> **УСЛОВИЯ ЗАДАНИЙ**:
• 1. Перепишите дословно фрагмент интервью с Лилией Толмачевой. Начните с места, где стоят слова «Отмечать юбилей Ефремова», и остановитесь после слов «и первая жена.».
• 2. Почему, согласно интервью с Лилией Толмачевой, Ефремова называли «фюрером»?
• 3. Продолжите интервью с Лилией Толмачевой начиная с ответа на последний приведенный вопрос.

> **ПРЕДЛОЖЕННЫЙ ОТРЫВОК**:
=-=-=-=-=
Отмечать юбилей Ефремова без Ефремова — занятие грустное, и все же наша печаль светла, потому что мы и сегодня помним ефремовский «Современник», ефремовский МХАТ, помним его героев — своих в доску мужиков. Пожалуй, лучше всех Олега Ефремова помнит народная артистка России Лилия Толмачева — его соратница и первая жена.
— Лилия Михайловна, вы стояли у истоков зарождения «Современника», были в числе тех, кто вместе с Ефремовым зачинали новый театр. Это заставляло вас чем-то жертвовать?
— В день 80-летия Олега я вспоминаю о нашей молодости как о бесконечных днях счастья. Но сказать, что все давалось нам легко, не могу. Надо было бесконечно верить в идею Ефремова, который хотел создать театр без фальши и дешевой театральщины, опирающийся исключительно на правду жизни. Приходилось ли нам тогда идти на жертвы? Да не думали мы тогда, что выгодно, а что нет, не считали в уме деньги, все мысли крутились вокруг нашего общего детища.
— Скажите, а почему Ефремова называли «фюрером»?
— Это его в шутку так называли, подразумевая абсолютный авторитет Ефремова. При этом в коллективе царила студийная атмосфера, все вопросы решались коллегиально, на репетициях всегда спорили. Ефремов не любил послушных артистов, ему хотелось, чтобы исполнители привносили что-то свое в роль. «Театр — это коллективный художник», — внушал нам Ефремов. Поэтому слово «карьера» у нас считалось бранным, а премьерство выжигалось каленым железом.
— Вы играли главные роли в «Вечно живых», «В поисках радости» и других спектаклях, были ведущей актрисой «Современника», которой остаетесь и по сей день. Но вы были и первой женой Ефремова. Это как-то сказывалось при распределении ролей?
=-=-=-=-=
> **ИСХОДНЫЕ ЗАПИСИ**:
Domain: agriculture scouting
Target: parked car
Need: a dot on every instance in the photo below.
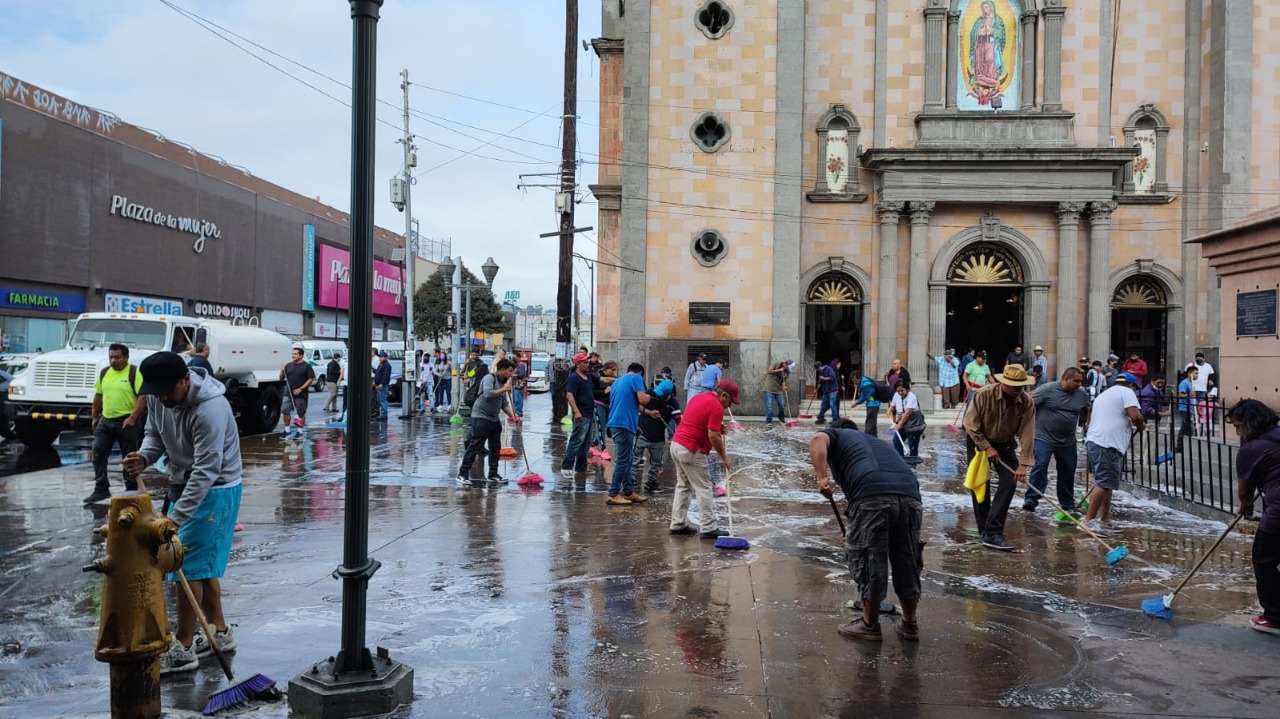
(538, 372)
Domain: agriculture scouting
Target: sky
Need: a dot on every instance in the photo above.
(493, 64)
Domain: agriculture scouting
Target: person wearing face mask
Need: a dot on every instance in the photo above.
(192, 424)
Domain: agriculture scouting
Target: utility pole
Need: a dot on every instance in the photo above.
(565, 201)
(407, 402)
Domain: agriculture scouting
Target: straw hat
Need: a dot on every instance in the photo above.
(1014, 375)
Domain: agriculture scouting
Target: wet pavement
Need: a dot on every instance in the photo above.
(513, 601)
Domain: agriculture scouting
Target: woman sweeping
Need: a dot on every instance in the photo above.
(1257, 468)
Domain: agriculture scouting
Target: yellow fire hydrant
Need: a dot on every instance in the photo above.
(133, 628)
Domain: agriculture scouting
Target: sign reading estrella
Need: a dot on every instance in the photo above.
(334, 285)
(41, 301)
(309, 268)
(142, 305)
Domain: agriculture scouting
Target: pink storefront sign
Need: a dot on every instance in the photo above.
(333, 285)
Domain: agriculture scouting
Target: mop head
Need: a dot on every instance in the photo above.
(255, 687)
(1159, 607)
(732, 543)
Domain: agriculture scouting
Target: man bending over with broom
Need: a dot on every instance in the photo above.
(191, 421)
(885, 516)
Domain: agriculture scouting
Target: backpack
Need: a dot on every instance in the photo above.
(133, 375)
(472, 392)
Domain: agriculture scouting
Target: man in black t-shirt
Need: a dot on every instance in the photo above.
(885, 516)
(297, 375)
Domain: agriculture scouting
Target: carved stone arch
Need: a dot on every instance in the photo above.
(1170, 283)
(1147, 119)
(1034, 270)
(837, 169)
(836, 268)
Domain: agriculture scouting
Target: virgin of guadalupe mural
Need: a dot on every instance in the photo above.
(988, 54)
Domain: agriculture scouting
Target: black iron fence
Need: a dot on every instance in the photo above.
(1188, 452)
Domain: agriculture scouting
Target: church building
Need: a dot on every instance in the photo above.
(880, 179)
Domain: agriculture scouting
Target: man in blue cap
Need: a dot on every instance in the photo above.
(652, 438)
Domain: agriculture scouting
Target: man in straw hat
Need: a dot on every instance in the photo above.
(1001, 422)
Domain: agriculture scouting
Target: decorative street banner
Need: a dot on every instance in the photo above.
(309, 268)
(334, 283)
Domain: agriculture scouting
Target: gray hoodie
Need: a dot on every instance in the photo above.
(201, 440)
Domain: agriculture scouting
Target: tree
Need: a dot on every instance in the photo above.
(433, 301)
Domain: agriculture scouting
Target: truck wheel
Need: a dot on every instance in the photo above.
(261, 412)
(33, 433)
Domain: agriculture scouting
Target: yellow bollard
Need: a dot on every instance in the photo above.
(133, 628)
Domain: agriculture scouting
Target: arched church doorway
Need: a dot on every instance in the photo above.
(1139, 321)
(984, 301)
(835, 320)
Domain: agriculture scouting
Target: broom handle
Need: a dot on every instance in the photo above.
(204, 624)
(1059, 508)
(1211, 550)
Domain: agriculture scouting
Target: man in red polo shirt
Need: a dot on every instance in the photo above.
(699, 431)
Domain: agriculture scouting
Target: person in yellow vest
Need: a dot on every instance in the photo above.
(117, 408)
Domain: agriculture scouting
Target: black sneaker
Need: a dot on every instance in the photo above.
(996, 541)
(99, 495)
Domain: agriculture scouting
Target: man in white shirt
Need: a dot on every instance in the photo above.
(1203, 381)
(1115, 417)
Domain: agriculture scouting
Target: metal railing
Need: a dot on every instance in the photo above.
(1187, 454)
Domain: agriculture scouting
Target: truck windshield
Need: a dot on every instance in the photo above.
(136, 334)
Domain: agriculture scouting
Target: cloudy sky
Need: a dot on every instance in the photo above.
(496, 65)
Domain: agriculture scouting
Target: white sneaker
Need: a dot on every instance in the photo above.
(178, 659)
(1098, 529)
(225, 642)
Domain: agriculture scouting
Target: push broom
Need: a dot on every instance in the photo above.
(1114, 553)
(1162, 607)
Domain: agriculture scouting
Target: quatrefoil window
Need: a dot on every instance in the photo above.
(709, 132)
(714, 18)
(709, 248)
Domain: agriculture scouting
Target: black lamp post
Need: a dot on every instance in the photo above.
(355, 681)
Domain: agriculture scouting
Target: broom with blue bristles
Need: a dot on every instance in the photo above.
(1162, 607)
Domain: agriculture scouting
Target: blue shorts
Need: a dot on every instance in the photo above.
(208, 535)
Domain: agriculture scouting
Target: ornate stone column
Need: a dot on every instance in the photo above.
(935, 54)
(918, 293)
(886, 301)
(1028, 71)
(1036, 316)
(951, 68)
(1054, 14)
(1100, 292)
(1068, 280)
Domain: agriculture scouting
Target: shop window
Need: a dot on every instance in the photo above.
(714, 18)
(709, 248)
(709, 132)
(837, 158)
(1144, 177)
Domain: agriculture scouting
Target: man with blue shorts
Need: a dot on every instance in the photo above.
(191, 421)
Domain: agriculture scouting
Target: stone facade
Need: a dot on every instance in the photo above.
(1079, 147)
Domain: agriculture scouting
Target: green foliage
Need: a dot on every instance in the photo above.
(433, 301)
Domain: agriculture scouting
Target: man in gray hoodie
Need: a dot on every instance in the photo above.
(191, 421)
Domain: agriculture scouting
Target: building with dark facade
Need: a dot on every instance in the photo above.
(97, 214)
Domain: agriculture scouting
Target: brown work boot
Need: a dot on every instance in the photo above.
(859, 630)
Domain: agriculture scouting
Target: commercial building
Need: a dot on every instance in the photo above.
(97, 214)
(885, 179)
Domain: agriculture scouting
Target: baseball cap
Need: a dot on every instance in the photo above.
(730, 388)
(161, 372)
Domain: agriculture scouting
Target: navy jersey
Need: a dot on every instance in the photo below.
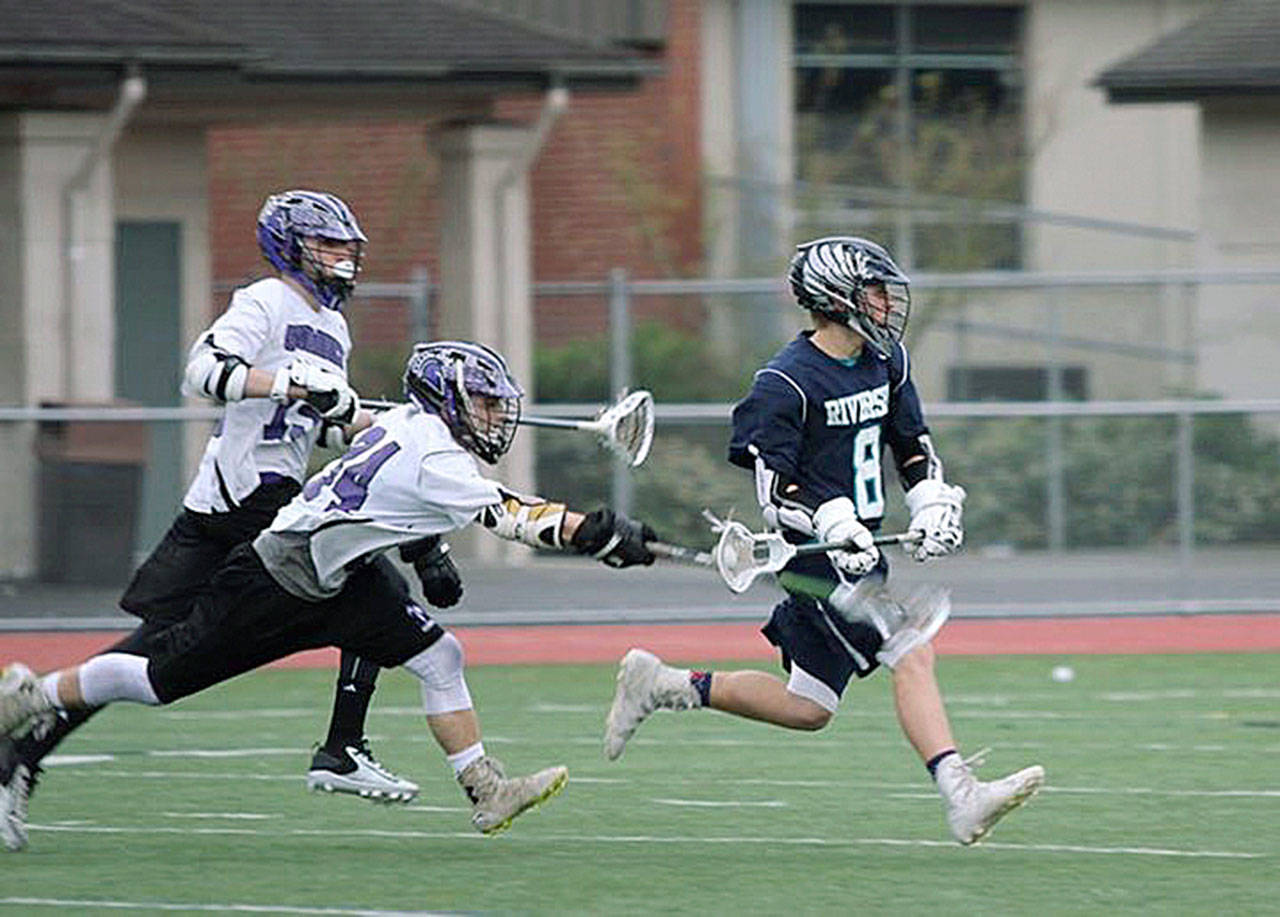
(814, 428)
=-=-=-=-=
> **РЕЗУЛЬТАТЫ ЗАДАНИЙ**:
• 1.
Отмечать юбилей Ефремова без Ефремова — занятие грустное, и все же наша печаль светла, потому что мы и сегодня помним ефремовский «Современник», ефремовский МХАТ, помним его героев — своих в доску мужиков. Пожалуй, лучше всех Олега Ефремова помнит народная артистка России Лилия Толмачева — его соратница и первая жена.

• 2. Его так называли в шутку, подразумевая его абсолютный авторитет.

• 3.
— Мы уже не были мужем и женой, когда начинали создавать «Современник», а поначалу молодежную студию при МХАТе. Мы были женаты недолго, расписались, когда я училась на третьем курсе Школы-студии МХАТ, а Олег работал в Детском театре. Жили вместе с его родителями в одной комнате, перегороженной шкафом. Виделись только ночью, а днем у каждого были свои дела. Не хочется сейчас говорить об этом подробно, но наше отношение к семье, дому было абсолютно разным. Кажется, была очередная ссора, и я решила уехать, к тому же мама в Саратове тяжело заболела. Я спросила Олега: «Ты меня любишь?» — «Ну!» — ответил Олег и добавил: «Я хочу быть с тобой». «Ты меня любишь, как Ромео Джульетту?» — не унималась я. «Ну и дура ты, — сказал Олег, — и погибнешь оттого, что дура». Кстати, эту фразу он говорил чуть ли не при каждой нашей встрече до конца своей жизни.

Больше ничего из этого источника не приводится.